Extract the complete article on the mini-livers grown from stem cells, reproducing every word and punctuation mark without change.

Text shown -
_ _ _
Japanese scientists grow working mini-livers for mice from stem cells
New breakthrough used non-embryonic stem cells and promises
Scientists in Japan have grown rudimentary functioning human livers from stem cells in a world first that promises to help alleviate the global shortage in transplant organs .
Grown from stem cells, these tiny pieces of human liver were then transplanted into mice, where they performed the organ’s normal functions such as cleaning toxins from the blood.
Whilst it make take another 10 years before wholly lab-grown livers can be used in transplants for human patients, the team responsible for the break-through say their work is an important proof of concept that will lead to growing more complex organs.
To create the liver tissues the researchers from Yokohama City University used human skin cells that had been chemically returned to an earlier stage of cell development. Known as ‘induced pluripotent stem cells’, these cells were then treated so they would grow into early-stage liver cells.
_ _ _
(Dataset entries)
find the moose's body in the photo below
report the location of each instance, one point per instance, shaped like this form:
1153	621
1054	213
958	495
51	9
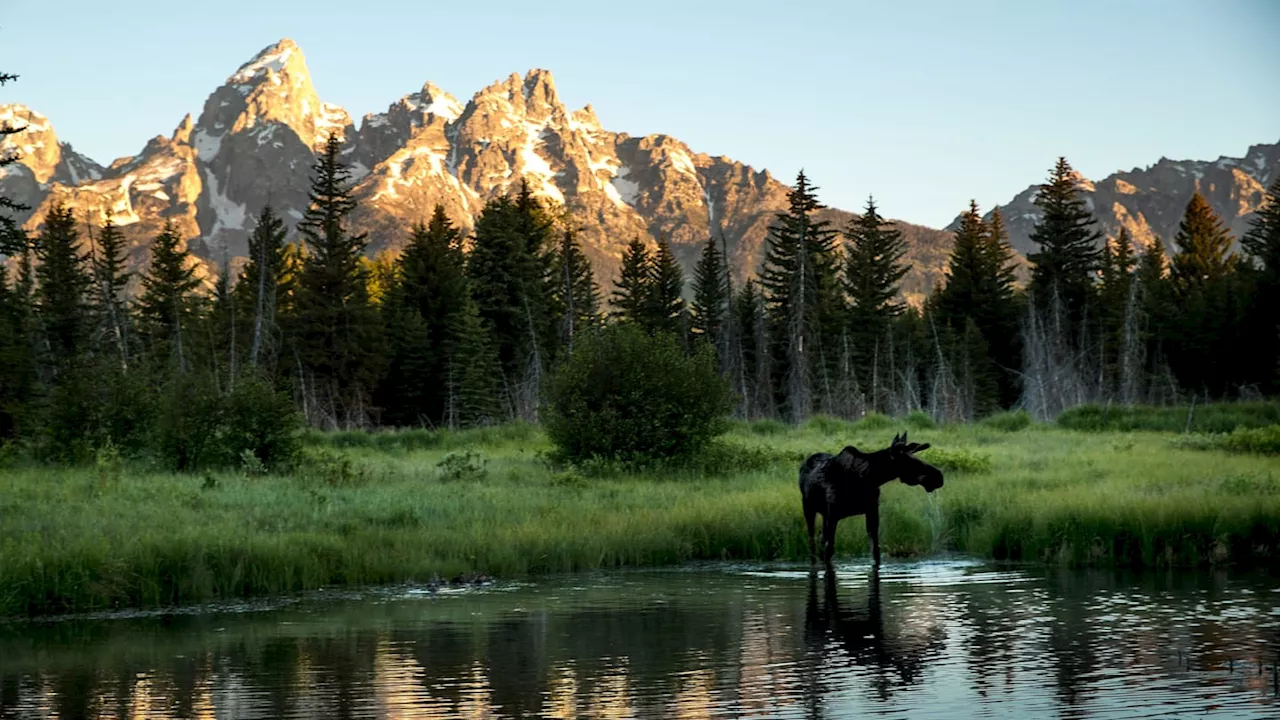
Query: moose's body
846	484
_ _ _
Written response -
Japanese scientists grow working mini-livers for mice from stem cells
New breakthrough used non-embryonic stem cells and promises
Scientists in Japan have grown rudimentary functioning human livers from stem cells in a world first that promises to help alleviate the global shortage in transplant organs .
Grown from stem cells, these tiny pieces of human liver were then transplanted into mice, where they performed the organ’s normal functions such as cleaning toxins from the blood.
Whilst it make take another 10 years before wholly lab-grown livers can be used in transplants for human patients, the team responsible for the break-through say their work is an important proof of concept that will lead to growing more complex organs.
To create the liver tissues the researchers from Yokohama City University used human skin cells that had been chemically returned to an earlier stage of cell development. Known as ‘induced pluripotent stem cells’, these cells were then treated so they would grow into early-stage liver cells.